### [Task prompt]
From the first line onward, reproduce the records exactly; the final line to include is the one holding "Exercise. Pick out the distant tree".

### [Material for this exercise]
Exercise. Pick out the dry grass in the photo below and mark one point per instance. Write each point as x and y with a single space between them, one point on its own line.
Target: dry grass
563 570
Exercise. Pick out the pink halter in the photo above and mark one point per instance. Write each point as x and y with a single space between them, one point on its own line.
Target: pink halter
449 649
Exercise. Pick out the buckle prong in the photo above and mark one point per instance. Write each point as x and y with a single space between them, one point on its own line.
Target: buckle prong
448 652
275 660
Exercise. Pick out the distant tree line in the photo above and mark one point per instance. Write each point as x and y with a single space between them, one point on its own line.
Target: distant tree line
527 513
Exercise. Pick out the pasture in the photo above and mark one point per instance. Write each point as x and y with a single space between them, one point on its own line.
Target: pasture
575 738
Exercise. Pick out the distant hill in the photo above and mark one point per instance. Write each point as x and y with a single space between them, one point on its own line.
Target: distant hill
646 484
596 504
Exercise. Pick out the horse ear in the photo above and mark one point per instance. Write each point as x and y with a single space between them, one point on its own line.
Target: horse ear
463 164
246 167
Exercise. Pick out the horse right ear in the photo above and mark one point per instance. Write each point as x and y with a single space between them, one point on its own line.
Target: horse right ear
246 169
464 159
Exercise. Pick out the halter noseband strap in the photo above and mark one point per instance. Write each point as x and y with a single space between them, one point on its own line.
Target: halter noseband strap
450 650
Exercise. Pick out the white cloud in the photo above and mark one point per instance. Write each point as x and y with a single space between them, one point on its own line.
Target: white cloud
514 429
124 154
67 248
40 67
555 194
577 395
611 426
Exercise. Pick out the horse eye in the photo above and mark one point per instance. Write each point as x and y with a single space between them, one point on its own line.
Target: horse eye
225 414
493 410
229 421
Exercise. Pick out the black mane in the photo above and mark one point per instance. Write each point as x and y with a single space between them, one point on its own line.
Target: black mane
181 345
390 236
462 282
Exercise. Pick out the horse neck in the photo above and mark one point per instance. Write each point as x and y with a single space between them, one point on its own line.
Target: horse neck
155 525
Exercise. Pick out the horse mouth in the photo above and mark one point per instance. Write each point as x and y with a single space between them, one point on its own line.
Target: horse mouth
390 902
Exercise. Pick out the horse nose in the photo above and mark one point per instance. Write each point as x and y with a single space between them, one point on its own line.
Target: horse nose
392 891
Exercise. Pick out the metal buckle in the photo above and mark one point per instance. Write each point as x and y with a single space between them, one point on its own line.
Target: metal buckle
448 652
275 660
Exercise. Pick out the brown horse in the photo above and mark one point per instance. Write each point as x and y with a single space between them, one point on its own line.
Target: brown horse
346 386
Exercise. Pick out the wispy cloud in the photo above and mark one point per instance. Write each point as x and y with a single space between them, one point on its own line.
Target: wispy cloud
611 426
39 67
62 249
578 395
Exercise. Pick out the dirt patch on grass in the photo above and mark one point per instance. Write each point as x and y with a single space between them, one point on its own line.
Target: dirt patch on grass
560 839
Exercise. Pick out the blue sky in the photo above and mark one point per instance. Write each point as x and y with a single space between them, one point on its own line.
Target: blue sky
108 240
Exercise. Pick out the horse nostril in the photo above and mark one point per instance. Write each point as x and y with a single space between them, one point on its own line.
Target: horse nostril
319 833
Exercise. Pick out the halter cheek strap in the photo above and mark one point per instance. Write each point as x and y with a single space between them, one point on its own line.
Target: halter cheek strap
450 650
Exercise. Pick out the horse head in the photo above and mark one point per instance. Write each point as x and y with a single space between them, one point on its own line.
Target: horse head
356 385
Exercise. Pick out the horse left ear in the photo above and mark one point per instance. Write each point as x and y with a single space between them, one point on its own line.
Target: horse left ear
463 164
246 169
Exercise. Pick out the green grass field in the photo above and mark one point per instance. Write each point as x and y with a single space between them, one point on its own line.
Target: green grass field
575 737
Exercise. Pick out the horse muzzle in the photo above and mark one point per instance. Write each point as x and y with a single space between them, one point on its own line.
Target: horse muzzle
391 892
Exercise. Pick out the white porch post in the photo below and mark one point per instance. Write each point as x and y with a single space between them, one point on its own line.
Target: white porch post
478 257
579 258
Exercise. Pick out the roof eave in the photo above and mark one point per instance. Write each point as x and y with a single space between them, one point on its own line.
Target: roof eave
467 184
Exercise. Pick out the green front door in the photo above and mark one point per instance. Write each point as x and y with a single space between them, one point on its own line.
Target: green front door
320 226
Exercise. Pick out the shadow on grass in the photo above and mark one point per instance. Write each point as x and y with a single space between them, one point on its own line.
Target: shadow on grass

### [Result for this task]
Exercise. Pick out the dry grass in the photo below and mark one point per instance. Write each point as x and y with a single space between them, one point on its own line.
Target: dry grass
563 570
Exercise. Pick out the pink halter in the photo above and mark one point per instance. Write each point as x and y with a single space between them, one point on its own line.
Target: pink halter
449 649
Exercise. Pick out the buckle prong in the photo above and mark one point per instance. Write each point as x and y with a single space between them, one point on its own line.
Target: buckle prong
448 652
275 660
Exercise. Pick out the distant tree line in the photo above and mark one point per instance. Write each point as x and y with a single space between them, one point on its own line.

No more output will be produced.